__Provided entries__
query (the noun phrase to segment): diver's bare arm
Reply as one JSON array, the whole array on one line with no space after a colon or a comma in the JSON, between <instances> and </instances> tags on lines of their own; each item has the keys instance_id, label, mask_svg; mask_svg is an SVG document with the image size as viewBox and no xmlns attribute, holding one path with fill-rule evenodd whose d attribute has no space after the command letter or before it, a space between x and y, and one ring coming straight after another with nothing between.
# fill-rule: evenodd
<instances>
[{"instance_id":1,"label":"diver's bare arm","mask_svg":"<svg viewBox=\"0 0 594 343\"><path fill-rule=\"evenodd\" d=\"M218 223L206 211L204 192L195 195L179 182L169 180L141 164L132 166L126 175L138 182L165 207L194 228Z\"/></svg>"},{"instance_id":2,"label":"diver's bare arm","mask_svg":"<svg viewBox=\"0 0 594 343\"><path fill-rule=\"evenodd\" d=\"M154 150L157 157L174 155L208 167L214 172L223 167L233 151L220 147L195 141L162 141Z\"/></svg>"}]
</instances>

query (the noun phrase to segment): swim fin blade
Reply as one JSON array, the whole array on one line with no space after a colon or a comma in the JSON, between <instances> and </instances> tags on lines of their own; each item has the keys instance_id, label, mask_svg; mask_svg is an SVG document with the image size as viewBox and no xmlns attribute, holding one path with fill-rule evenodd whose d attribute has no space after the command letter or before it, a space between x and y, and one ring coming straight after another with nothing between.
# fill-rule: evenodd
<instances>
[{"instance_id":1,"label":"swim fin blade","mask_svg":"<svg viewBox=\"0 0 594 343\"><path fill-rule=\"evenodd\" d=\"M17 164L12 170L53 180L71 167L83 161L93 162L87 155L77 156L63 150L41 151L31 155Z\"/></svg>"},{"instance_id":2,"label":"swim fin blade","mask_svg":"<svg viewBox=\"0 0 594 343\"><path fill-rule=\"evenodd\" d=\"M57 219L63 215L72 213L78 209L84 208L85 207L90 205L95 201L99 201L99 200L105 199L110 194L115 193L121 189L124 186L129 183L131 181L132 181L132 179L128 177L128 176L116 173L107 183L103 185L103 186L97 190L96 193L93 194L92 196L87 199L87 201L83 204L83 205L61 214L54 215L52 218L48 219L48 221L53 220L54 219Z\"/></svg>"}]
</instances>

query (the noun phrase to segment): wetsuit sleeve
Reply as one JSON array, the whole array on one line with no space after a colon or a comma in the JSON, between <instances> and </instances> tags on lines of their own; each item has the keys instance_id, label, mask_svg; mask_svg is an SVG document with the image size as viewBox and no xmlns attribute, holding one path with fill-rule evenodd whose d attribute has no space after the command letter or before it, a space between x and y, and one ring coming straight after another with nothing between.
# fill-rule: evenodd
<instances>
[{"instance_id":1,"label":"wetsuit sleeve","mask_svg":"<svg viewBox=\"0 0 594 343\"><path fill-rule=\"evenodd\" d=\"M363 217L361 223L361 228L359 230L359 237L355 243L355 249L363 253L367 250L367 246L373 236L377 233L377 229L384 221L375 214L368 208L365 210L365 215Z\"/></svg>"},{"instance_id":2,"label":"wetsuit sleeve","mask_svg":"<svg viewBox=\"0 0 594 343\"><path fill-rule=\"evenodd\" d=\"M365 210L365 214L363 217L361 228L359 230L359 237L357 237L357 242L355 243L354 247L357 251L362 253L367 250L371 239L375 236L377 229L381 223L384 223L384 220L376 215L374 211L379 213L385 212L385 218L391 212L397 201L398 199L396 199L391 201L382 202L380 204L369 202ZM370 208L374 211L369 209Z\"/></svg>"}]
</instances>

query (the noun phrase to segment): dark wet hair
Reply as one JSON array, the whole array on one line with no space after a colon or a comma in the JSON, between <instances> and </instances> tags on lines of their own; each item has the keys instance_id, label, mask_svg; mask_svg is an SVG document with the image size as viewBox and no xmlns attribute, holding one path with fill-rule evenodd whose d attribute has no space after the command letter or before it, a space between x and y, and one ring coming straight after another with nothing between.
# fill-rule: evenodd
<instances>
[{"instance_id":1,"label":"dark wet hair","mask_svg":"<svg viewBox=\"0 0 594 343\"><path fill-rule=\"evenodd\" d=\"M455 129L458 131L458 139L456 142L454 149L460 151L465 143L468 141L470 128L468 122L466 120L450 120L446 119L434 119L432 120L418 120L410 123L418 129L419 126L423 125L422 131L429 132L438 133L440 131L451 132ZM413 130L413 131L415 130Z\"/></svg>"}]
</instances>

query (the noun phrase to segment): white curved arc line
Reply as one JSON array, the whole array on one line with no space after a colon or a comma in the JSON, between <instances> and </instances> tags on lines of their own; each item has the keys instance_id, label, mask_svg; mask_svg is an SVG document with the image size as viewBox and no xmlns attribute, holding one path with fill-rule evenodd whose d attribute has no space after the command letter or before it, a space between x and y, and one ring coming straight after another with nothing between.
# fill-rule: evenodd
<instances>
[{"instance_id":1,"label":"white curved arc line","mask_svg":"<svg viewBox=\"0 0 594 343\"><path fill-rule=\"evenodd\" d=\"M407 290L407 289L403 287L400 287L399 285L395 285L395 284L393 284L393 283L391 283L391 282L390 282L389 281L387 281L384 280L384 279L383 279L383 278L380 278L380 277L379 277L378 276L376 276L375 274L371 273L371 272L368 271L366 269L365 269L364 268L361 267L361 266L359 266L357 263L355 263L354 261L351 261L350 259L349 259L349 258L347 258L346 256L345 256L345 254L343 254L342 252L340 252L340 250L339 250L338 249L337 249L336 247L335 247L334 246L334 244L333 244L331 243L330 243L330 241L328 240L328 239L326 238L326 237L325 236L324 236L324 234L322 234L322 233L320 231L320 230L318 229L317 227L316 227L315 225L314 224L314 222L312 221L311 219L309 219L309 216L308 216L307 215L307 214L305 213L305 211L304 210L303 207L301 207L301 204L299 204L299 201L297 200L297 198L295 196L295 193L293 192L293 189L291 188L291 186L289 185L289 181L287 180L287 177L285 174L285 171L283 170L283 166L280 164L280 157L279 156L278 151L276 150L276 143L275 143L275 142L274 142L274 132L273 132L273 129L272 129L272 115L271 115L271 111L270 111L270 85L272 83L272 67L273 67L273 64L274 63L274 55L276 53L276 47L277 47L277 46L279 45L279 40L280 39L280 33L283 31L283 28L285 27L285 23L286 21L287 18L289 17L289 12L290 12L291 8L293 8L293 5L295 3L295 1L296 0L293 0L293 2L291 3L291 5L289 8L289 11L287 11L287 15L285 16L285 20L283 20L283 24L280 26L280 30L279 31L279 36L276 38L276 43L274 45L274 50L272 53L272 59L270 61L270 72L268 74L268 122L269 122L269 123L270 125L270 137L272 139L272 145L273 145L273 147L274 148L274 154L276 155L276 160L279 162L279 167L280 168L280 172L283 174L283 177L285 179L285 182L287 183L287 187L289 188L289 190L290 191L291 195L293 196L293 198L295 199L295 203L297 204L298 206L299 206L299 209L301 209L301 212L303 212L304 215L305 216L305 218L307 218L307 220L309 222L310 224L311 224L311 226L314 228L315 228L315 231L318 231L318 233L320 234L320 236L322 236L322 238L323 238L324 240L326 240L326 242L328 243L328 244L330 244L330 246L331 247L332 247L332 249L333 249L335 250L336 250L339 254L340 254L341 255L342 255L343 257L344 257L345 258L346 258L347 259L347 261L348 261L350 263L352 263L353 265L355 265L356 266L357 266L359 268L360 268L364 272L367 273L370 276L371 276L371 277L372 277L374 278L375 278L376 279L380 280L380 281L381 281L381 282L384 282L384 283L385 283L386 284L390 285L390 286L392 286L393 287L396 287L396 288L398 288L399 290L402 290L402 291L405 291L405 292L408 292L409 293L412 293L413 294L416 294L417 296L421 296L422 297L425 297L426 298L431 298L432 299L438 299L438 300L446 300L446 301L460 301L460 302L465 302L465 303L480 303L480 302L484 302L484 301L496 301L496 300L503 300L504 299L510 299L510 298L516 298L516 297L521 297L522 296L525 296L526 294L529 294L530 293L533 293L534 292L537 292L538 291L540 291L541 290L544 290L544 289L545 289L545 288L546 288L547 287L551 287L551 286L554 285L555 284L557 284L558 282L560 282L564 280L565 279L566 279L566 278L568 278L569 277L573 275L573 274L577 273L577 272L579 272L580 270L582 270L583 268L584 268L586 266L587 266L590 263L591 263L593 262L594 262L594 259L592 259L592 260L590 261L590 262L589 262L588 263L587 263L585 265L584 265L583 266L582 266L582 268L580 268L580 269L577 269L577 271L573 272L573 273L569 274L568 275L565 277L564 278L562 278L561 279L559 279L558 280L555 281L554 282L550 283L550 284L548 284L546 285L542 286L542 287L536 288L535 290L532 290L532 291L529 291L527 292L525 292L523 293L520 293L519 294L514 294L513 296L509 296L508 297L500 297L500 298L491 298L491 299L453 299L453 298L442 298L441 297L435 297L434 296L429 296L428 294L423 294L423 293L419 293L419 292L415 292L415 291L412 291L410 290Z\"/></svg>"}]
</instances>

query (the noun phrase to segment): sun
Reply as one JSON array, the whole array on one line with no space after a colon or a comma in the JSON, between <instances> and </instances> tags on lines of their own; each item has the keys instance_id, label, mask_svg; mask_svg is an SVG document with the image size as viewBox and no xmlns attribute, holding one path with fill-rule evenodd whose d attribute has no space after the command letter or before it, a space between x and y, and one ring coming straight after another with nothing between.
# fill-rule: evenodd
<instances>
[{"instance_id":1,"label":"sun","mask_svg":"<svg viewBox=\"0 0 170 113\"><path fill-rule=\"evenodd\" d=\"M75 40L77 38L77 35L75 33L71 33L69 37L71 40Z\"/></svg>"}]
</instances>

__Required task__
Pick out each line of the records above that contains the word "sleeve" and copy those lines in full.

__Expected answer__
query (the noun phrase to segment): wetsuit sleeve
[{"instance_id":1,"label":"wetsuit sleeve","mask_svg":"<svg viewBox=\"0 0 594 343\"><path fill-rule=\"evenodd\" d=\"M363 217L361 223L361 228L359 230L359 237L355 243L355 249L363 253L367 250L367 246L373 236L377 233L377 229L384 221L375 214L368 208L365 210L365 215Z\"/></svg>"},{"instance_id":2,"label":"wetsuit sleeve","mask_svg":"<svg viewBox=\"0 0 594 343\"><path fill-rule=\"evenodd\" d=\"M365 210L365 214L363 217L361 228L359 230L359 237L357 237L357 242L355 243L354 247L357 251L362 253L367 250L371 239L375 236L377 229L381 223L384 223L384 220L376 215L374 211L379 213L385 212L385 218L391 212L397 201L398 199L396 199L391 201L382 202L380 204L369 202ZM370 208L374 211L369 209Z\"/></svg>"}]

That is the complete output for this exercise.